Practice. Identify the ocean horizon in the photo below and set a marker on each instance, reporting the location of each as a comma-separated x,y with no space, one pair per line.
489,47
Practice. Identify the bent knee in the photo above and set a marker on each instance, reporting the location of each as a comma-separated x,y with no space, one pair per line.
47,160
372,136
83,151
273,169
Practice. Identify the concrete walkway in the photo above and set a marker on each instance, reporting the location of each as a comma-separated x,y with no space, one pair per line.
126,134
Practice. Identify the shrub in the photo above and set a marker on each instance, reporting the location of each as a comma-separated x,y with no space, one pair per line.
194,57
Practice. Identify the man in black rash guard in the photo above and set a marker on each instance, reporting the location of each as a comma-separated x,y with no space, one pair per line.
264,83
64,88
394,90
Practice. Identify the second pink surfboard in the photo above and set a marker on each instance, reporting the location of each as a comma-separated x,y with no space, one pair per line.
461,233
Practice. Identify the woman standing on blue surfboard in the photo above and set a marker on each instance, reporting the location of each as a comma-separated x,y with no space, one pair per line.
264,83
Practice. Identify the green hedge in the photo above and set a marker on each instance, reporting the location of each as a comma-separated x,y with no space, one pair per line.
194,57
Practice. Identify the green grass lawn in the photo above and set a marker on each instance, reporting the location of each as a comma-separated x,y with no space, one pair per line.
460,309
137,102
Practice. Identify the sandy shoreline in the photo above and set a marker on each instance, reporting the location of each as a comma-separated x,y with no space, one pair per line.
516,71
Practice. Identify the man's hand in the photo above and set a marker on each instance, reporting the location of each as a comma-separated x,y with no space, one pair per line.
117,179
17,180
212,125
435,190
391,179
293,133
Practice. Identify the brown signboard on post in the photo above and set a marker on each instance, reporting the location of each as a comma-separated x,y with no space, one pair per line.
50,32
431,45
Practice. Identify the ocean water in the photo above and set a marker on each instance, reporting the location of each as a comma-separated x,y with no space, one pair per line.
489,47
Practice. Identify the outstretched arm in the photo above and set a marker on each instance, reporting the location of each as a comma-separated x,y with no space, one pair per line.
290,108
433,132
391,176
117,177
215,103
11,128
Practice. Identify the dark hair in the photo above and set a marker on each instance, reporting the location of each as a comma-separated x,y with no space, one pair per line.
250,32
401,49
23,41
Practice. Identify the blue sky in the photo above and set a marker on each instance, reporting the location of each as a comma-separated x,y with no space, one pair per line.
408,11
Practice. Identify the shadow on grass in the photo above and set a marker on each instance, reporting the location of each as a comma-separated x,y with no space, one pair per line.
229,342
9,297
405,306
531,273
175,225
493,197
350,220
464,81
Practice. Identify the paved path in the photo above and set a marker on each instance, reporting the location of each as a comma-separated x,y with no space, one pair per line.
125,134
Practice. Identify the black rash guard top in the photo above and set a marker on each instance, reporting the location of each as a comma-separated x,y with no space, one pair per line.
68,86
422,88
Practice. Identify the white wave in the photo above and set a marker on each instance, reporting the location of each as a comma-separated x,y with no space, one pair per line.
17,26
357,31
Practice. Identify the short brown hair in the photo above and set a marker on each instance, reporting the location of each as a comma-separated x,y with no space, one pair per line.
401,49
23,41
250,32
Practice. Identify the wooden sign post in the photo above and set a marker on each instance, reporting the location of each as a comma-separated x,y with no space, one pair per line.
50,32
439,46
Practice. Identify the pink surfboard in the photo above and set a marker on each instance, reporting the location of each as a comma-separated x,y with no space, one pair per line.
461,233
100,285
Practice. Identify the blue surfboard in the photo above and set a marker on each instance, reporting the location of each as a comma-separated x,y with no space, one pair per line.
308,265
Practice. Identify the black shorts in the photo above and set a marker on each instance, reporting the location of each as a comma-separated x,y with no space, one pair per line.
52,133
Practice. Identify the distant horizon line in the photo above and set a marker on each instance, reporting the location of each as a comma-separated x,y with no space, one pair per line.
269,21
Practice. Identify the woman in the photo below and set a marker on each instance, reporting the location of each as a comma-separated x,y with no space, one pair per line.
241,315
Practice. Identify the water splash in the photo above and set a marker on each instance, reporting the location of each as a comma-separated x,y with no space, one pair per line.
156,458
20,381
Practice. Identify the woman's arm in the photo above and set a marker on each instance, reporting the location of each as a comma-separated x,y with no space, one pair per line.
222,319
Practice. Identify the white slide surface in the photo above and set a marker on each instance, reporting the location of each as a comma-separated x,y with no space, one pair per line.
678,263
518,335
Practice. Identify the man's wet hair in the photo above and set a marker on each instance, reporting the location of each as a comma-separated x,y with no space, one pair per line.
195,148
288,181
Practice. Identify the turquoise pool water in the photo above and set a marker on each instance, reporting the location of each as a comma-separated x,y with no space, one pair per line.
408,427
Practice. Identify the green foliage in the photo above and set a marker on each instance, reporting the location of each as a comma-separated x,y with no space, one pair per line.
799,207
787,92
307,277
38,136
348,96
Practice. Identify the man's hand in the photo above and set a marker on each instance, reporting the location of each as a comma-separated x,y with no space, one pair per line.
•••
TASK DETAILS> Present the records as a Markdown table with the columns Row and Entry. Begin with the line that contains "Practice. Identify the green foliage", include every line through the end of the records, and omit any blank lines.

THE COMPLETED TASK>
| Row | Entry |
|---|---|
| 1 | Practice. Identify the green foliage in the photo above and set a marker on each instance, reporting the location of each as a comma-separated x,y with no space, one pair per line. |
| 2 | 799,207 |
| 3 | 787,92 |
| 4 | 307,277 |
| 5 | 38,136 |
| 6 | 348,96 |
| 7 | Practice. Identify the man's hand in the photo above and set a marker on each instance, reporting the location of each as a comma-separated x,y with no space, one pair per line. |